Required action: What lines below include the word "pickup"? Copy each one.

Saved entries
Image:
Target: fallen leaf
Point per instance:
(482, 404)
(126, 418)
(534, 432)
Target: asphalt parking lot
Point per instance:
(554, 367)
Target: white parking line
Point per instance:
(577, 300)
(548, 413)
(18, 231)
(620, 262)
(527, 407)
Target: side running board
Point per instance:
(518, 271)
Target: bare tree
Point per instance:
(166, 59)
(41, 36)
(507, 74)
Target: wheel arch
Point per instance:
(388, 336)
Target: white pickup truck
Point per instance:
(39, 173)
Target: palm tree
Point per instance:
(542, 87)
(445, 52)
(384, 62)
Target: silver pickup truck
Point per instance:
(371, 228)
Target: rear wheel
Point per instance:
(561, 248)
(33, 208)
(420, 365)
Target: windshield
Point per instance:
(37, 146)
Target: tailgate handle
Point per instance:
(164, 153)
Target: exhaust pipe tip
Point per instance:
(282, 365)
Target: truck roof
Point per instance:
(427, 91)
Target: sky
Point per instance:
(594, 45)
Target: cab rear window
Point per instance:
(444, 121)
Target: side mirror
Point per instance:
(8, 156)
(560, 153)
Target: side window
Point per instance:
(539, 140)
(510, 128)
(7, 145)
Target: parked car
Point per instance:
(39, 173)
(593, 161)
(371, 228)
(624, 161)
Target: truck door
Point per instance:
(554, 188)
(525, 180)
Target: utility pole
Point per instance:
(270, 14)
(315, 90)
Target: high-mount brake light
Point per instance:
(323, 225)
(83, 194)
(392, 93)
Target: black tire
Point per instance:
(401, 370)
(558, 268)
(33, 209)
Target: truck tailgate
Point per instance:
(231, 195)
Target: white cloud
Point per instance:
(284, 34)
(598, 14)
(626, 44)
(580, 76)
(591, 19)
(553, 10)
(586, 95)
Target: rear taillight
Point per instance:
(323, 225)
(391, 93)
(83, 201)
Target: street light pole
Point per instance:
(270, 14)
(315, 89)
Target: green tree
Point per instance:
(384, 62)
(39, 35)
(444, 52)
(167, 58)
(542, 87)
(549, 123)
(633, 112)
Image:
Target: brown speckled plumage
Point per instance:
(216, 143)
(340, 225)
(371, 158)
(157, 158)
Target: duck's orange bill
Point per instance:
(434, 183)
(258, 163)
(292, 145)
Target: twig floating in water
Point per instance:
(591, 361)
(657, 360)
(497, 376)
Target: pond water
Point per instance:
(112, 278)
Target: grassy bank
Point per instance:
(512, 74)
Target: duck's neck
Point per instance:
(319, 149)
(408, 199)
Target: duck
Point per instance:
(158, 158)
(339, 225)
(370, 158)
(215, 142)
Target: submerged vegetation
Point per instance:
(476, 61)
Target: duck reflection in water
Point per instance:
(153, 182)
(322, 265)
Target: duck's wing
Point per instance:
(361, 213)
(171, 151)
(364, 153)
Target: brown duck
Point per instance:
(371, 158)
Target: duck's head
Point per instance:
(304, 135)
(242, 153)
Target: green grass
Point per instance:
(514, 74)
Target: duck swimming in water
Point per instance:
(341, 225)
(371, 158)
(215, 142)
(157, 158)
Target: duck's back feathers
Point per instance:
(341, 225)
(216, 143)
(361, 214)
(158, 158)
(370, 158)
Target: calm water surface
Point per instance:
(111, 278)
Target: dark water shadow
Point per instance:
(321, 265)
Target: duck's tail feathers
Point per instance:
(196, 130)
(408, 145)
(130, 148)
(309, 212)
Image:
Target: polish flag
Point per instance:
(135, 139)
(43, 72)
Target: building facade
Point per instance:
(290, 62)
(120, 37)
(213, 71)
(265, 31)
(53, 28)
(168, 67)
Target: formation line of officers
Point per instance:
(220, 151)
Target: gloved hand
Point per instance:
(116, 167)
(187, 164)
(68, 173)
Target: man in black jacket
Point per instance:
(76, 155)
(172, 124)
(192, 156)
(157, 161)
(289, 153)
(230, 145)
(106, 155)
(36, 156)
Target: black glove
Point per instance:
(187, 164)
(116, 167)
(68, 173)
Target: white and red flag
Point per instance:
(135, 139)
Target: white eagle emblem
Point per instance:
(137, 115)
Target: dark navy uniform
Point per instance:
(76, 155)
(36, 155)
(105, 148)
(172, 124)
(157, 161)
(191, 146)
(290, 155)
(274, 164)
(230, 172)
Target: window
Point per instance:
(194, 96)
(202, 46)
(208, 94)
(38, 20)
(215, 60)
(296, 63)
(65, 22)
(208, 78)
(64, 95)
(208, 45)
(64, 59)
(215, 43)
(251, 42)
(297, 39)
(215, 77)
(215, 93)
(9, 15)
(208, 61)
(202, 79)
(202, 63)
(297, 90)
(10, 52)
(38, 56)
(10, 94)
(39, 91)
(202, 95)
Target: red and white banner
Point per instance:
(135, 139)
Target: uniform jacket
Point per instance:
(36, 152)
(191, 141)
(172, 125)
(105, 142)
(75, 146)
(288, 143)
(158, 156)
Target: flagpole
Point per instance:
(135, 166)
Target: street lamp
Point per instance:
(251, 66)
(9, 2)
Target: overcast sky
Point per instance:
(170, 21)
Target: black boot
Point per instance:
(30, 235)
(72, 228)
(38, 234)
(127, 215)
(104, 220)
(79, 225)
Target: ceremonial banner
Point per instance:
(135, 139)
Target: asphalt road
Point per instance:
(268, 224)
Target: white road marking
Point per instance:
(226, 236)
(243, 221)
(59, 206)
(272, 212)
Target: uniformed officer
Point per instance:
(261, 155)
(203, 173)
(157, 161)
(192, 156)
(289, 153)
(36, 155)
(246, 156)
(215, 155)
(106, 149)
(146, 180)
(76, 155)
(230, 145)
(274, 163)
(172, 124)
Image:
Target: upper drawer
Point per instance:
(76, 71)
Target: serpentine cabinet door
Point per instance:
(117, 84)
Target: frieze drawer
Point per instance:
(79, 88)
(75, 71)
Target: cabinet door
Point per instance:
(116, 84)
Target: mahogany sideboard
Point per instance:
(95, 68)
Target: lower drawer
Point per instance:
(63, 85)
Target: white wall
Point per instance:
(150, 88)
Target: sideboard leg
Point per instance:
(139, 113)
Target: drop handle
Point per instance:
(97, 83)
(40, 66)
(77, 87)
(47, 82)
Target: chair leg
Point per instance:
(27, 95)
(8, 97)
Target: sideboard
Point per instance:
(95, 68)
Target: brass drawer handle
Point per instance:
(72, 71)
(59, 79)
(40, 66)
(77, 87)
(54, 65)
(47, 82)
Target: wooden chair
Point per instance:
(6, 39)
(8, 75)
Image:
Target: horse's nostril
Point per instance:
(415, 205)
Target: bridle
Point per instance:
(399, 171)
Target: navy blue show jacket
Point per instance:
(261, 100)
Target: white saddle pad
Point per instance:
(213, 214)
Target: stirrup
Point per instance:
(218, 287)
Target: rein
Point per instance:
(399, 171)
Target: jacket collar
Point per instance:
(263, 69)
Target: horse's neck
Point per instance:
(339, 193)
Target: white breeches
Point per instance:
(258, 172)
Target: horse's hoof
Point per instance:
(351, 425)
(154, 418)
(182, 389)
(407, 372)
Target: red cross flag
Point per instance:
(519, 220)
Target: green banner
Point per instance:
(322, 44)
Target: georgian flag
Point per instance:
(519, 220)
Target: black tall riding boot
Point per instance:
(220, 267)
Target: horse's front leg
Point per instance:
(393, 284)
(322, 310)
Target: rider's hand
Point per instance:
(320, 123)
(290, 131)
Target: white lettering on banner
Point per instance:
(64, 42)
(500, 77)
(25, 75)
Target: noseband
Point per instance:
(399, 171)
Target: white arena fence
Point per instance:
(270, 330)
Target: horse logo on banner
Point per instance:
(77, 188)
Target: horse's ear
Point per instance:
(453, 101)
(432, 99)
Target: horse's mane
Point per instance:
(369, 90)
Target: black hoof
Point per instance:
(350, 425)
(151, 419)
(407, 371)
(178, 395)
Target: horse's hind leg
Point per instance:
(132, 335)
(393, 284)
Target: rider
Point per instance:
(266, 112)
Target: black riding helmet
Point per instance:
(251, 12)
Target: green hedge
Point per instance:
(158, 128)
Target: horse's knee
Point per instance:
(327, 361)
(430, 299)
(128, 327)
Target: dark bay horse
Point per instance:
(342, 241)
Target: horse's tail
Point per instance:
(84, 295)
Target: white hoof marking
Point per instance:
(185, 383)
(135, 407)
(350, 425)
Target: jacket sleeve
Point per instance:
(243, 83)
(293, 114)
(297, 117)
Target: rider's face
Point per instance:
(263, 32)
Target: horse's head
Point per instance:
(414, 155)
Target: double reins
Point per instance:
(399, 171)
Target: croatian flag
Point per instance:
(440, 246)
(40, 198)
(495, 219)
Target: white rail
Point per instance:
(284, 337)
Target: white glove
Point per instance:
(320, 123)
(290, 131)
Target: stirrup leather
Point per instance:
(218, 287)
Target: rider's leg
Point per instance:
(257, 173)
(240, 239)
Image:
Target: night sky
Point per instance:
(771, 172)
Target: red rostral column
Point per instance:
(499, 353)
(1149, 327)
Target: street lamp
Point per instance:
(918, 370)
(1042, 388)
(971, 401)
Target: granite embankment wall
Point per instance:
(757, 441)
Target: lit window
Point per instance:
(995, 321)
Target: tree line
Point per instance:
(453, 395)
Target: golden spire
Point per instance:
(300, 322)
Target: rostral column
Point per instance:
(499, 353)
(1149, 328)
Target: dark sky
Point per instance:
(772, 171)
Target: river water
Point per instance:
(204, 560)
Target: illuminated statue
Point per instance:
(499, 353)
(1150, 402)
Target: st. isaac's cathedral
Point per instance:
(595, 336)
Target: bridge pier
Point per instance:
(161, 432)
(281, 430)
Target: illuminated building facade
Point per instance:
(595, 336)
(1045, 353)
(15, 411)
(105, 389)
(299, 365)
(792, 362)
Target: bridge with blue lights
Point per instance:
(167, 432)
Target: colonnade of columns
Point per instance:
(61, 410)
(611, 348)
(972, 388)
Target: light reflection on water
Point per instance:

Answer section:
Target: white pickup truck
Target: silver pickup truck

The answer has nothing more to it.